◆ Entries from a pointing dataset:
--------------------------------

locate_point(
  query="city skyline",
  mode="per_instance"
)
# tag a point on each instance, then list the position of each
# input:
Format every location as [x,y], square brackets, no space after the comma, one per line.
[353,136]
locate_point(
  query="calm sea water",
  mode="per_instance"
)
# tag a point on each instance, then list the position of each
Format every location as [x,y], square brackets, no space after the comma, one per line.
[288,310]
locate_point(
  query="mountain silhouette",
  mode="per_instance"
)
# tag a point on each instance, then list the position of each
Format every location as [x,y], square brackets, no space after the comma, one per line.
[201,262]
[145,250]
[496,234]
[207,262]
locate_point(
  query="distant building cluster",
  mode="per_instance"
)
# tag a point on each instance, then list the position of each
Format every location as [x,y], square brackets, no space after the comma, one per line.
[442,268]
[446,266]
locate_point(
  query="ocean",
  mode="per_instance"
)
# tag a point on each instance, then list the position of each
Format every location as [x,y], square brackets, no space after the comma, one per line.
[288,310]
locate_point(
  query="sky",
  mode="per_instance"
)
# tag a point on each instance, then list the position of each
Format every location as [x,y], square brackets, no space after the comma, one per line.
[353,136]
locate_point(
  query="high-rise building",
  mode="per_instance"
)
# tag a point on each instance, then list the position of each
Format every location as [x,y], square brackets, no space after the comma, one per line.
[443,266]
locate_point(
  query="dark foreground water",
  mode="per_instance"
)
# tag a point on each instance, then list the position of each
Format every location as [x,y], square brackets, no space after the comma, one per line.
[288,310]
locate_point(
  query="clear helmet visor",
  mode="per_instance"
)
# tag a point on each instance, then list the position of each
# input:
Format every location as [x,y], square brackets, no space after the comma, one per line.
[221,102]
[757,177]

--------------------------------

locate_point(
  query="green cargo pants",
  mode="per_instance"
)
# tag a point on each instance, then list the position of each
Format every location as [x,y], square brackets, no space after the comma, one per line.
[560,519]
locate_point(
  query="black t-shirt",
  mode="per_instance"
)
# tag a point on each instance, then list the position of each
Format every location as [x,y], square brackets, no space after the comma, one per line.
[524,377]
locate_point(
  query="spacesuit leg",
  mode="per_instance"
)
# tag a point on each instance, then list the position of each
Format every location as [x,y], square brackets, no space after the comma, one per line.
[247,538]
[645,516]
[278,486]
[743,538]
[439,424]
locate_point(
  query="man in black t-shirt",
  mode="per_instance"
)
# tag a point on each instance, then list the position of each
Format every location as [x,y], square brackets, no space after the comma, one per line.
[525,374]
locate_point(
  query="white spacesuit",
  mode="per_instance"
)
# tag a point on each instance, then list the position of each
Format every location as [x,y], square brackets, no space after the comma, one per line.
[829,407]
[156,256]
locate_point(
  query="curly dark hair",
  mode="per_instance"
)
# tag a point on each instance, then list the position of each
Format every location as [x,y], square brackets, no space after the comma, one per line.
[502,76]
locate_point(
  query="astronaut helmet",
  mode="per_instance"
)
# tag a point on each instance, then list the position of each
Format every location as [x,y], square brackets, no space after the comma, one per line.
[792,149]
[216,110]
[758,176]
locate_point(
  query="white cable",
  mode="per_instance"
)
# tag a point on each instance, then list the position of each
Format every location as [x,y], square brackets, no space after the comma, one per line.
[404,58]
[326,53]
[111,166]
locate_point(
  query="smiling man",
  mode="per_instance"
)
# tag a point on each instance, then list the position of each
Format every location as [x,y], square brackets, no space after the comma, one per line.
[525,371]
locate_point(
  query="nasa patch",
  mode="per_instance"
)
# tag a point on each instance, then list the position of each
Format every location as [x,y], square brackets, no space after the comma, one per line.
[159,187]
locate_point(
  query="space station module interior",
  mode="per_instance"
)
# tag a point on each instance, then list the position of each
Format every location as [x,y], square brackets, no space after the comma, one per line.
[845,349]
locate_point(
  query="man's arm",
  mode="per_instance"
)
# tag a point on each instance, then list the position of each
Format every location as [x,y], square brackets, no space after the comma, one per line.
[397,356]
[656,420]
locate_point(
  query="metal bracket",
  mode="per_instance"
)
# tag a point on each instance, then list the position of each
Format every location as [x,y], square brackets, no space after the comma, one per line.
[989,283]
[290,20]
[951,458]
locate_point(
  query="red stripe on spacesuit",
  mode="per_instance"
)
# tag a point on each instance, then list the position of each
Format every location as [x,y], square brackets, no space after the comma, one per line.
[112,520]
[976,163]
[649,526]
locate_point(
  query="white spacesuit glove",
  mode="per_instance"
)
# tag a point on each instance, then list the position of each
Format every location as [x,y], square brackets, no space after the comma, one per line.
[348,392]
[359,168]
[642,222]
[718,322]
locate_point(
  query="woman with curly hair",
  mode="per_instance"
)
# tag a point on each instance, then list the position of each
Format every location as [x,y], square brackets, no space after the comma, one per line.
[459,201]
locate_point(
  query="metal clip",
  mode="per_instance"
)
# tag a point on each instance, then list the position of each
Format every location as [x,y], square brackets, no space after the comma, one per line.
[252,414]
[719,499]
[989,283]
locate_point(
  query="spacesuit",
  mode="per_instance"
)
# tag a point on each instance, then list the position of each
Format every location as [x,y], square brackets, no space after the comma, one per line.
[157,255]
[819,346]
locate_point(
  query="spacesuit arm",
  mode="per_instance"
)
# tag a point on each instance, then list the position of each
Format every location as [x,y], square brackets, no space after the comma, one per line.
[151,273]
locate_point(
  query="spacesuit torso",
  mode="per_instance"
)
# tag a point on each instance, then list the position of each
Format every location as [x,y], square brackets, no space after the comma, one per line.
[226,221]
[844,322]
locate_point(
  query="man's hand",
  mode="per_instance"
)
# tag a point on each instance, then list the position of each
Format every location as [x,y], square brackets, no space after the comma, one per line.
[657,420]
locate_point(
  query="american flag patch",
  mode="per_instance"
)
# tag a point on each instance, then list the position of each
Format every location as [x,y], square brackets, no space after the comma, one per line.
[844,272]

--------------------------------

◆ Problem to solve: Count the lines in the entries above that contain the string "patch", and reply with only that number.

◆ Written solution: 2